____ SUPPLIED INFORMATION

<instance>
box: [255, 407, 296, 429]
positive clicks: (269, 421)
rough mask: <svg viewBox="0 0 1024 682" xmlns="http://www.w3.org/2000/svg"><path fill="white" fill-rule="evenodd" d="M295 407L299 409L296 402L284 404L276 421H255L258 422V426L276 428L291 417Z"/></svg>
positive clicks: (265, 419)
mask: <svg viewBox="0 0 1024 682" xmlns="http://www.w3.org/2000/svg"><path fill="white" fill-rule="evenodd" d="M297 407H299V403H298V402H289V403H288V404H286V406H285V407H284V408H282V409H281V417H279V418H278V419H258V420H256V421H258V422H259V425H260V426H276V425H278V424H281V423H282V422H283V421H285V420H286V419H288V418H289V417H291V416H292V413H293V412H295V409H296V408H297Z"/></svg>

________

[WORK ORDER]
Above are records; repeat only the lines starting at the line with "box: [255, 407, 296, 429]" and ending at the line with "rough mask: <svg", exactly as they appear, both included.

[WRITTEN RESPONSE]
box: [255, 407, 296, 429]
positive clicks: (269, 421)
rough mask: <svg viewBox="0 0 1024 682" xmlns="http://www.w3.org/2000/svg"><path fill="white" fill-rule="evenodd" d="M295 407L299 409L296 402L284 404L276 421H255L258 422V426L276 428L291 417Z"/></svg>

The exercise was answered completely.